::: SELECTED TEXT

The researchers collected stool samples from one of the groups, freezing them prior to going on antibiotics. The stool was then returned to gut following antibiotic treatment in a process called autologous fecal transplantation. This brought the gut microbiome back to normal after eight days. The group that didn’t receive this therapy took 21 days for their gut microbiota to return to perfect health.
Mayer, of UCLA, said that the only approved, recommended course of autologous fecal transplantation right now is for people who have C. difficile colitis, inflammation of the colon caused by the bacteria Clostridiumdifficile.
“In the great majority of people, digestive symptoms after antibiotics are mild and transient and do not justify undergoing” this transplantation method, he said.
“In my opinion, this would be a huge mistake and should strongly be discouraged,” he added. “In the future, there may be capsules with a combination of several microbes — mimicking a FMT (fecal microbiota transplant) — which could be taken after an antibiotic treatment and might be highly effective.”
What are alternatives to both probiotic and fecal transplants to get the gut back to health? Meyer, of the IFIC Foundation, wrote that if you are planning on taking probiotics, you should make sure to incorporate prebiotics in your regimen.
“Prebiotics are defined as ‘a substrate that is selectively utilized by host microorganisms conferring a health benefit,’ which means these foods can’t be broken down by the human digestive system,” she added. “Simply stated, prebiotics are food for probiotics. Fiber-rich foods like fruits, vegetables, cereals are all prebiotics. Specifically, artichokes, asparagus, bananas, berries, chicory, garlic, green vegetables, legumes, onions, tomatoes, as well as grains like barley, oat, and wheat [are] prebiotics. In addition, other fibers like inulin are also prebiotics that are added to foods like granola bars, cereal, and yogurt.”

::::::

PROBLEM STATEMENT ::
List every food that the excerpt on restoring gut health after antibiotics names as having fibers like inulin added to it. The records below this text come from a separate source.

::: DATA RECORDS

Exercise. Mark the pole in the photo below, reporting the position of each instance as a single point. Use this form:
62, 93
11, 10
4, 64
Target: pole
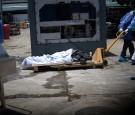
1, 17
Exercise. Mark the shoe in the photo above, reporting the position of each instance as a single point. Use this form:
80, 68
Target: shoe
122, 59
132, 62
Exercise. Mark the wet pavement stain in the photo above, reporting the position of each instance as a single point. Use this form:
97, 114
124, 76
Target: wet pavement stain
55, 82
59, 82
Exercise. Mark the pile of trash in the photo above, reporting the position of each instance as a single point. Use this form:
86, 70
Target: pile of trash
64, 57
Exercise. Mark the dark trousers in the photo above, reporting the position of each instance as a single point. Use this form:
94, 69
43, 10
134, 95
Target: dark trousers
127, 44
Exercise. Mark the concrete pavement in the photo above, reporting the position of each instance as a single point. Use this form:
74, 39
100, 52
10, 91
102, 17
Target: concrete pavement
93, 91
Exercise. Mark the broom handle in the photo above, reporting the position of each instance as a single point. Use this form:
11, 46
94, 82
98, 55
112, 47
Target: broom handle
118, 35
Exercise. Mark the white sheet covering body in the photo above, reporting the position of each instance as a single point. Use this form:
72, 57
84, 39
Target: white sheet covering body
63, 57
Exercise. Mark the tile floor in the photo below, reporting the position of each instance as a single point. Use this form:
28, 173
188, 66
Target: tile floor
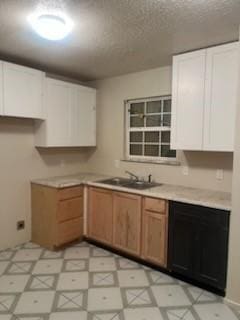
84, 282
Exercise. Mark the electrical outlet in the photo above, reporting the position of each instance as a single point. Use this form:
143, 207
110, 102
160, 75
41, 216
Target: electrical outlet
62, 163
185, 170
219, 174
117, 164
20, 225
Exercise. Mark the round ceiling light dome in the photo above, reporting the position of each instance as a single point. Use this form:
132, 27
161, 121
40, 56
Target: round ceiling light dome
51, 26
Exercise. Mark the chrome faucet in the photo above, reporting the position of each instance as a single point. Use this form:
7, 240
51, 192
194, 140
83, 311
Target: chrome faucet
132, 175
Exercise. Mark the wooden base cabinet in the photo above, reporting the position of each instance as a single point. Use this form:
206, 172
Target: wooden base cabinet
155, 231
57, 215
100, 215
127, 222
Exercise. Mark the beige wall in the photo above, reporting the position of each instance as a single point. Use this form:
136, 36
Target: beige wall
19, 163
233, 290
110, 135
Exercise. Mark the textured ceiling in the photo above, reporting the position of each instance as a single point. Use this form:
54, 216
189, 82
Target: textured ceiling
113, 37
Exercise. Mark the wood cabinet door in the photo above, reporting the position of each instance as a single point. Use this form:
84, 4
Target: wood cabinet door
100, 215
127, 222
154, 242
221, 97
23, 91
1, 88
188, 100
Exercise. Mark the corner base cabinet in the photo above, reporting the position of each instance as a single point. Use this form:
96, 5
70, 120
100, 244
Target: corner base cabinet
155, 231
127, 222
57, 215
100, 216
198, 243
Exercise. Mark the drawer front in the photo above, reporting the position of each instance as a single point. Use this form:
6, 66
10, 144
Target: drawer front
156, 205
69, 231
68, 193
70, 209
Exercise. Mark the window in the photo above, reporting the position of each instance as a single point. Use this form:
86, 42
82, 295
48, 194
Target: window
148, 128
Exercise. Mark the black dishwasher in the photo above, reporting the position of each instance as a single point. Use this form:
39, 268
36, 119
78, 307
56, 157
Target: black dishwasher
198, 243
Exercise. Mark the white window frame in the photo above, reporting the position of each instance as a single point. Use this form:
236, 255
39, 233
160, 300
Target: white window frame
143, 158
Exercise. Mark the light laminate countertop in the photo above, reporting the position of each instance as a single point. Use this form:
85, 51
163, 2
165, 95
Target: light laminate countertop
203, 197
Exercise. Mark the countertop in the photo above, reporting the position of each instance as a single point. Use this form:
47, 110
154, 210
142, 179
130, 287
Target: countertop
203, 197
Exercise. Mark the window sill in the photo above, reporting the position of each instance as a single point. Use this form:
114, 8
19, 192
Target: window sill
162, 162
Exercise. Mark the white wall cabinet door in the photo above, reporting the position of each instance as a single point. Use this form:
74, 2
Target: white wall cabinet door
57, 102
84, 116
221, 97
1, 88
188, 101
22, 91
70, 116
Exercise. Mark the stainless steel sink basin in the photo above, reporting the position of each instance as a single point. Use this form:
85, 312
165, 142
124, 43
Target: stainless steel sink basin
130, 183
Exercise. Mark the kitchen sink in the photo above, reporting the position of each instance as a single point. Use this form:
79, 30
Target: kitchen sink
129, 183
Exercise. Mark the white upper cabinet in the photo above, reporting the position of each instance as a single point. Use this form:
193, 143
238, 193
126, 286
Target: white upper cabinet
1, 88
188, 100
84, 116
204, 99
22, 91
70, 112
221, 97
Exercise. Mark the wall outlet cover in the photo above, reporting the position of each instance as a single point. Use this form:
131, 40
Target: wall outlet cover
117, 164
20, 225
219, 174
185, 170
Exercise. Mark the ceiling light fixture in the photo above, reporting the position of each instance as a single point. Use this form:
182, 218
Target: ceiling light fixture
51, 26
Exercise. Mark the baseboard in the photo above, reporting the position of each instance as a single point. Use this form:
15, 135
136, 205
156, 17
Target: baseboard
232, 303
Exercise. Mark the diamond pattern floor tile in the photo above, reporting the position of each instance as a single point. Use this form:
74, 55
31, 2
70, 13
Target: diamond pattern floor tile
85, 282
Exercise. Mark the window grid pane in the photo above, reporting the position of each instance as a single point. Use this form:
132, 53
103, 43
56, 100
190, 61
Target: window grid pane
150, 143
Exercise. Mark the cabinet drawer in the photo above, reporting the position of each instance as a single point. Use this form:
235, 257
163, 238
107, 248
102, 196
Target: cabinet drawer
70, 209
69, 231
68, 193
157, 205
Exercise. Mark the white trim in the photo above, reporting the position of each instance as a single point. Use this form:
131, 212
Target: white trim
230, 302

::::::

WRITTEN SOLUTION ::
Granola bars, cereal, yogurt